*** Opening Data listing ***
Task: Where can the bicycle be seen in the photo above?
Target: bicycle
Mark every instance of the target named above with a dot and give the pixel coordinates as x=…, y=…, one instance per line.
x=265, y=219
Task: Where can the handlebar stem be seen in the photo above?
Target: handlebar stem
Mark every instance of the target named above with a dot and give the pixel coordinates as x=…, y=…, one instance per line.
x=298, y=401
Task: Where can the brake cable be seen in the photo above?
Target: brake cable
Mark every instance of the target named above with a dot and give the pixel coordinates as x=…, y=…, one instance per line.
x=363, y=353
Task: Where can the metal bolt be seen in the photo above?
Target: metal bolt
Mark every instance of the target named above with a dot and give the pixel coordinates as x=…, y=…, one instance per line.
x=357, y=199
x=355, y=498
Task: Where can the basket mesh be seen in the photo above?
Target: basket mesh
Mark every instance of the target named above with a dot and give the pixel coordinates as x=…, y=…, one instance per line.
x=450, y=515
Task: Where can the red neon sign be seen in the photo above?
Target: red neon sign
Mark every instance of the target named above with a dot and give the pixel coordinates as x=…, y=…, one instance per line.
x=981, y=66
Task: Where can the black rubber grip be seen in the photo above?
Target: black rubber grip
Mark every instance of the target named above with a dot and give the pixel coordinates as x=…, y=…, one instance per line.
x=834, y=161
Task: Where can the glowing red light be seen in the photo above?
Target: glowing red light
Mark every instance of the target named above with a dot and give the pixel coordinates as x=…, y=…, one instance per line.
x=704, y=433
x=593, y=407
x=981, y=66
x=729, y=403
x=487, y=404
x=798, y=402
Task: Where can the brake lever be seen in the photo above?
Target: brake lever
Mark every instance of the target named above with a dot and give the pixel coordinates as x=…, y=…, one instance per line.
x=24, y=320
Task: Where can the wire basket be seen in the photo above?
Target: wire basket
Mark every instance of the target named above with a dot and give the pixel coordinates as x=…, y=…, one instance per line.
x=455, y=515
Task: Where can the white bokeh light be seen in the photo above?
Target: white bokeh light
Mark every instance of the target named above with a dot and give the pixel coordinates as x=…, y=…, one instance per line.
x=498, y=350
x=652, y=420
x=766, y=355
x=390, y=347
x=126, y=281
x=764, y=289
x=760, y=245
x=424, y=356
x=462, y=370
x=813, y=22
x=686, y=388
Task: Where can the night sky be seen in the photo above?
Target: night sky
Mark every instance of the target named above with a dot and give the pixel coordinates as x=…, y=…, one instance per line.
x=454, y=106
*** Closing Data listing ***
_Problem statement_
Reproduce each entry from the records above, character for character.

_Answer box_
Task: Where can the bicycle be seen in the photo above?
Target: bicycle
Mark every instance of the target named above with a dot and give the pixel coordinates as x=…, y=…, one instance per line.
x=265, y=219
Task: Where can the handlebar stem be seen in the photo above?
Target: handlebar stem
Mark every instance of the target named above with a dot and give the pixel coordinates as x=…, y=…, one instance per line.
x=298, y=401
Task: Where can the brake cable be seen in the photo above?
Target: brake cable
Mark every instance of the target named above with a dot and give the pixel coordinates as x=…, y=…, one instance per line.
x=363, y=353
Task: Where can the metal bolt be seen in the photo above?
Target: metal bolt
Mark every instance of the target named above with a dot and give the pixel coordinates as x=…, y=…, one instance per line.
x=357, y=199
x=355, y=498
Task: Where can the basket mesh be seen in the photo above?
Target: basket mesh
Mark every instance of the target named above with a dot and give the pixel coordinates as x=…, y=…, one instance per line.
x=450, y=515
Task: Where can the red neon sign be seen in the photo above?
Target: red neon sign
Mark every instance of the target named above with a dot and give the pixel coordinates as x=…, y=…, one instance per line.
x=981, y=66
Task: Where can the black rubber grip be seen in the photo above?
Target: black rubber grip
Mark every instance of the target named above with a dot and give the pixel coordinates as x=…, y=…, one instance per line.
x=834, y=161
Task: Where can the glowing red light be seen in the photo above?
Target: glowing red light
Mark every instance of the target named above with a dot and give the pixel coordinates as x=…, y=…, one instance per line.
x=704, y=433
x=593, y=407
x=981, y=66
x=729, y=403
x=487, y=404
x=798, y=402
Task: Where can the brake lever be seen in the photo above?
Target: brake lever
Mark every instance of the target named above with a dot and give the pixel coordinates as x=…, y=…, one instance per line.
x=24, y=320
Task: Where can the wire basket be seen in the photo above?
Target: wire basket
Mark every instance of the target named above with a dot and give the pixel coordinates as x=…, y=…, one instance per line.
x=455, y=515
Task: Where can the white bokeh light be seen in the photo above?
Target: white bokeh light
Mark every instance of the target named above with a dot and give the pixel coordinates as x=…, y=…, one instance per line.
x=498, y=350
x=652, y=420
x=766, y=355
x=390, y=347
x=126, y=281
x=764, y=289
x=760, y=245
x=424, y=356
x=462, y=370
x=813, y=22
x=686, y=388
Task: Where can the night sky be seen in the photo above?
Target: night sky
Mark every instance of the target named above with a dot and give the pixel coordinates as x=…, y=…, one instance per line.
x=454, y=106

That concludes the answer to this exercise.